- _What to produce_: Reproduce verbatim every line of the data from the line containing "If you could segment every instance of the horse, your" through the end of the data, inclusive of both ends. Omit the pictures from your reply.

- _Extracted information_:

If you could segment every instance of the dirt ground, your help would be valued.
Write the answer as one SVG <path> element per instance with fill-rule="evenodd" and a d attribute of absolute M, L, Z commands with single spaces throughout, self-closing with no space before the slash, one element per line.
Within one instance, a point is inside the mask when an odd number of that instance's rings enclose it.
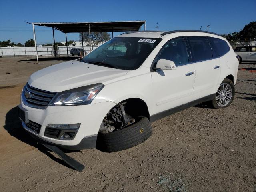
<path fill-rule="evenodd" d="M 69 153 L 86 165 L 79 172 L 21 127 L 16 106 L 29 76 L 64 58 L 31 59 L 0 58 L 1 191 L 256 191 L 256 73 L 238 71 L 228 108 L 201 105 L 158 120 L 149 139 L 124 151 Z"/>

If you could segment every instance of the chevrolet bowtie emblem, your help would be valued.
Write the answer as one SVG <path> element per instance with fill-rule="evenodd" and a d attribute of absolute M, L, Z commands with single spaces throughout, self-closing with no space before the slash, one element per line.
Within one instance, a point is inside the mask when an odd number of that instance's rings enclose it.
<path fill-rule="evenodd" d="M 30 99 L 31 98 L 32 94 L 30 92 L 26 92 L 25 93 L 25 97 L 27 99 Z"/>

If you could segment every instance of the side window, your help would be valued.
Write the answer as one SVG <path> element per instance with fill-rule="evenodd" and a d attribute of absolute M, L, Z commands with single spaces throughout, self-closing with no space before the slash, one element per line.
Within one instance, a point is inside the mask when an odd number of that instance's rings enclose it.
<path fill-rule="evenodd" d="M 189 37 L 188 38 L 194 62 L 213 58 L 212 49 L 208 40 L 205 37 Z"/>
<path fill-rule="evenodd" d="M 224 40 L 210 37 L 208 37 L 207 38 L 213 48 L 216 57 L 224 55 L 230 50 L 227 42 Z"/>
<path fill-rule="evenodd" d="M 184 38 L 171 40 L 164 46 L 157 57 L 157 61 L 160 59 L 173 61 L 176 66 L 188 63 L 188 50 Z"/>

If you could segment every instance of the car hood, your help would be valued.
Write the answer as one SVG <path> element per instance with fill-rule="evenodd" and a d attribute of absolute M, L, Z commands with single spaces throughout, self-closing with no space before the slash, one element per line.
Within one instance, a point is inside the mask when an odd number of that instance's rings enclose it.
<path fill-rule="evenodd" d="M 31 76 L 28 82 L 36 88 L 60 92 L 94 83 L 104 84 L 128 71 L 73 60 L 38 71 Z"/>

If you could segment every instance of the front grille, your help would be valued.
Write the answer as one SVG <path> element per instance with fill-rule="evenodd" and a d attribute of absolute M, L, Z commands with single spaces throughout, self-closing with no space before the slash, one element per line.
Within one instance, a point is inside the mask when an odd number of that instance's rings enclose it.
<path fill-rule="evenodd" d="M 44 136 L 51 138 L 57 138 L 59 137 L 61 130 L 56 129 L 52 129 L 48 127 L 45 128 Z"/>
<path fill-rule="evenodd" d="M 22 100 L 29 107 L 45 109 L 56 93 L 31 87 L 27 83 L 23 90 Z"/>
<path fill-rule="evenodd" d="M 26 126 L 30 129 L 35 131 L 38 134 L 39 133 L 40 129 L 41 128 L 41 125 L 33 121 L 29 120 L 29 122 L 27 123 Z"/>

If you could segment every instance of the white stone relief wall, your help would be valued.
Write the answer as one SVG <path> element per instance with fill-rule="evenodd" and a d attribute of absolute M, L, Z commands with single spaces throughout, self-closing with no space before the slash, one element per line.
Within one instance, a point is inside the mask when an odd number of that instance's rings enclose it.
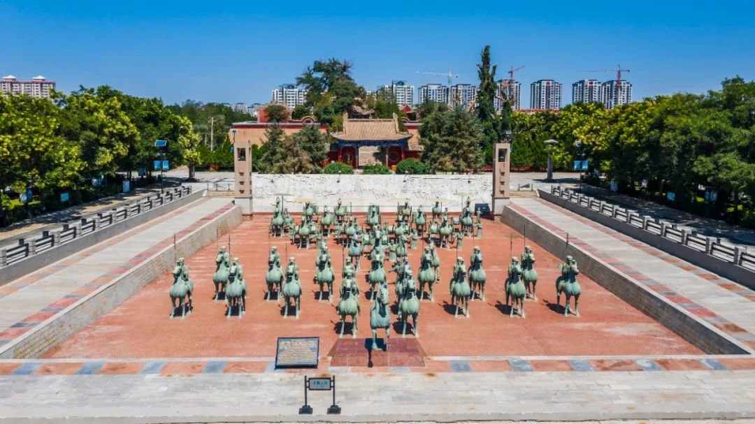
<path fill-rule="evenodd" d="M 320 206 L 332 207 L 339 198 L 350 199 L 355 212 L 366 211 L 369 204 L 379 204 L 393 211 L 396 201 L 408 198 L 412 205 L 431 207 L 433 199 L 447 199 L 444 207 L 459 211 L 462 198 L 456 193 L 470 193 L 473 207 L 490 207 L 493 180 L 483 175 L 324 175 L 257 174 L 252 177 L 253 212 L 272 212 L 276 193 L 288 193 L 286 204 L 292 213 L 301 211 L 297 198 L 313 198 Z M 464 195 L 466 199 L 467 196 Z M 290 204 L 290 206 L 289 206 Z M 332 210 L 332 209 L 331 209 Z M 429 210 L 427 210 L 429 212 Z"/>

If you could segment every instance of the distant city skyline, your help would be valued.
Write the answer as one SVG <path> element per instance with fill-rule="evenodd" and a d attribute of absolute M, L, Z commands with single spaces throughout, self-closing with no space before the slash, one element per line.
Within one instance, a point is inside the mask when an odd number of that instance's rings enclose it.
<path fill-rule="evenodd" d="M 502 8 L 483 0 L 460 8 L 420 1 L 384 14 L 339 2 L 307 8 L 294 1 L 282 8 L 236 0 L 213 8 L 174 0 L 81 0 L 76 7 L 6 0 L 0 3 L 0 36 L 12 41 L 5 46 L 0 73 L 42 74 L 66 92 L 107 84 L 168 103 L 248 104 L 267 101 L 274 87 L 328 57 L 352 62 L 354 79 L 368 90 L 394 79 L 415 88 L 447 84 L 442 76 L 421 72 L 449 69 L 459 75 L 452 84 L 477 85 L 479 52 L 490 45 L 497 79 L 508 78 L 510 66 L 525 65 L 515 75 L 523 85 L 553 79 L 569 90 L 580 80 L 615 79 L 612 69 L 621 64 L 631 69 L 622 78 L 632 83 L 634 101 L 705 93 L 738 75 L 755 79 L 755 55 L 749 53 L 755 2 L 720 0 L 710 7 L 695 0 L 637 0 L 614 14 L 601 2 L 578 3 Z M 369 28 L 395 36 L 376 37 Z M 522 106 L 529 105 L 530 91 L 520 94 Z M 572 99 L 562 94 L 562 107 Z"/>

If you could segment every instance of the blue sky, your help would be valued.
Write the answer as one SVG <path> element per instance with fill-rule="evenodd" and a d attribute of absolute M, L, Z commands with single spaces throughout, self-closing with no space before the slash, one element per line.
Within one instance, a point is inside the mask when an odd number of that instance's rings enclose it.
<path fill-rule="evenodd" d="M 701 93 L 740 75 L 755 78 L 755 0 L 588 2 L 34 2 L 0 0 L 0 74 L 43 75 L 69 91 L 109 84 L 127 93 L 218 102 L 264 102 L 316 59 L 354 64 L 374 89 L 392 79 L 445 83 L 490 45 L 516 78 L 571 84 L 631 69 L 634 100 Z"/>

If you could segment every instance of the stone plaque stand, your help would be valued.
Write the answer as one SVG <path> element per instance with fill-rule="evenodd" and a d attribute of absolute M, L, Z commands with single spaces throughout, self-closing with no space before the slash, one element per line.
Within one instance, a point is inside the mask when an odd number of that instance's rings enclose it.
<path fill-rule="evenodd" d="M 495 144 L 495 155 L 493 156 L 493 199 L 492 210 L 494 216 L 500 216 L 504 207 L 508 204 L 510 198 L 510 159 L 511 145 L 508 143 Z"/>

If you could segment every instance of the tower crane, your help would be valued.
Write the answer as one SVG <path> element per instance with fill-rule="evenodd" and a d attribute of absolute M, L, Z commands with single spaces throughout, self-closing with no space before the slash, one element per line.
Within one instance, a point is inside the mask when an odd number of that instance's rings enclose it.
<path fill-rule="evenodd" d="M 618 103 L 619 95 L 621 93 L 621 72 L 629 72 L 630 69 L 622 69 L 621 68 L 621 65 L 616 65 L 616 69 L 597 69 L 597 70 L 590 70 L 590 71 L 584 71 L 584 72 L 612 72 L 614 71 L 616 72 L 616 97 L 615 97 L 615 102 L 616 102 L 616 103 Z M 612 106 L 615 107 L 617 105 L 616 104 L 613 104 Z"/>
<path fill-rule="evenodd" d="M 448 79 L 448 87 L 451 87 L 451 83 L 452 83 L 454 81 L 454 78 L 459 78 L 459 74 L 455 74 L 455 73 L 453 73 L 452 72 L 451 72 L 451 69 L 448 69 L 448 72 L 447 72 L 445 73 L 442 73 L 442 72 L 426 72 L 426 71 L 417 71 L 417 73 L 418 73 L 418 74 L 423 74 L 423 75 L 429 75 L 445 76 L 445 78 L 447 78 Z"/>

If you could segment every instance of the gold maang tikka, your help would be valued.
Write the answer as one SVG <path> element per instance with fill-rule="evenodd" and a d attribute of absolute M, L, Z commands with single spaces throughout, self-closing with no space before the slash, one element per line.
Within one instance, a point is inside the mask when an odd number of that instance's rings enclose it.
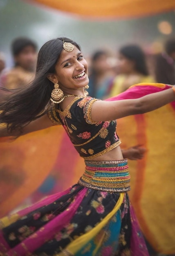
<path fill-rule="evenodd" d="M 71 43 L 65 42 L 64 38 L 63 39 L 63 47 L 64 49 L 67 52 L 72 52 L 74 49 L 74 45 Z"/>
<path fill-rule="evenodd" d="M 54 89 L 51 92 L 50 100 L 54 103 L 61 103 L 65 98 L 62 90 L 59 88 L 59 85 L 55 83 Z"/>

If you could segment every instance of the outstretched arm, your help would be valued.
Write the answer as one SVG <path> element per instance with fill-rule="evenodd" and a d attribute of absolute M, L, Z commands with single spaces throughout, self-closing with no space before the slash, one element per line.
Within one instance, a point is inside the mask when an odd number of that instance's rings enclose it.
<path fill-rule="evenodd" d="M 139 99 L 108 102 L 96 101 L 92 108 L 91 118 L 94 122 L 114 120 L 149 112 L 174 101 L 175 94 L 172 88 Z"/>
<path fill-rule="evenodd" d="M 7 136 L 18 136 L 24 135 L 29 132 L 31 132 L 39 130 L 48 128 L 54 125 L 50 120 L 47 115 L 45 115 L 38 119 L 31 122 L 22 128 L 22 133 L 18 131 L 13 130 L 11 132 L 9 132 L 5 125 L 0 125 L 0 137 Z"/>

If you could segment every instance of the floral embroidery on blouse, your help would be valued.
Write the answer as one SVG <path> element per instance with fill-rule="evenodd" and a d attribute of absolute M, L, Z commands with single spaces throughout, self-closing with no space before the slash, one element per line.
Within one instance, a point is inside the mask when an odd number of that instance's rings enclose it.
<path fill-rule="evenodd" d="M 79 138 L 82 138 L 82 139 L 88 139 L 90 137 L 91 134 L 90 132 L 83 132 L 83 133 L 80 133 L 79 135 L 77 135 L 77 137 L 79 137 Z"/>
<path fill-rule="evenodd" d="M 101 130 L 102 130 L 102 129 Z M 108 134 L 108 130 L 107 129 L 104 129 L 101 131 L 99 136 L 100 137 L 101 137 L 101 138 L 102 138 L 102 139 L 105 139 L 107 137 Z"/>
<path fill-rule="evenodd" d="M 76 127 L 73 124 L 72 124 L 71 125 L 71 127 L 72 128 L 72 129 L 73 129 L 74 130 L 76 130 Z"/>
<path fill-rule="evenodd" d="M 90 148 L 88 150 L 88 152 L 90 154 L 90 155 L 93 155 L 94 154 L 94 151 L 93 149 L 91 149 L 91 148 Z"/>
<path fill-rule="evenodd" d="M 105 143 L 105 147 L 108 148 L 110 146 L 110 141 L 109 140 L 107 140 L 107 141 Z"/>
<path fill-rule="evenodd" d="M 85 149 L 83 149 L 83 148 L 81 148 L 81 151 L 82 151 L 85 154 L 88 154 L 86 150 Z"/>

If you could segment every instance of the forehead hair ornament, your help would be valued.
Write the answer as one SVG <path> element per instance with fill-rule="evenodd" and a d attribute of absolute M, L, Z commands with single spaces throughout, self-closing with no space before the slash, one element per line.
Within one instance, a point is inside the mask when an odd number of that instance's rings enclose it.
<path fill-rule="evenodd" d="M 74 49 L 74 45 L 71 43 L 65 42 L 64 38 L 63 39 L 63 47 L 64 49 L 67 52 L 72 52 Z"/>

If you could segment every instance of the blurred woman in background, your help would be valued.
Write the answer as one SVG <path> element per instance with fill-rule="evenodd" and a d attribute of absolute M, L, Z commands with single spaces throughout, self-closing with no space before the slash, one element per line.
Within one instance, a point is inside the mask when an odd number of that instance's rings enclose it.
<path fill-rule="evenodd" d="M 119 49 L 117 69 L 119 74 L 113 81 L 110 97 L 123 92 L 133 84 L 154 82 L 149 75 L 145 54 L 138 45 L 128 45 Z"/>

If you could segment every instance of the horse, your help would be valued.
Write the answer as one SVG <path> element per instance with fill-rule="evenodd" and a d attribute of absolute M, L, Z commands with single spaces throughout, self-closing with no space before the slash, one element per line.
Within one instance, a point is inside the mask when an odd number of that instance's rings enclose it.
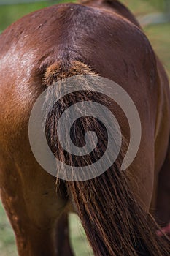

- _Correct output_:
If you could segment every instance of the horse, your help would be valued.
Write the answer as one SVG <path> element per instance with fill-rule="evenodd" and a d attribute of absolute M, L, Z commands with single spaces throughout, self-closing with no space before the slash, one element per line.
Within one instance, a point is inside the mask when an odd number of that instance's rings enclose it.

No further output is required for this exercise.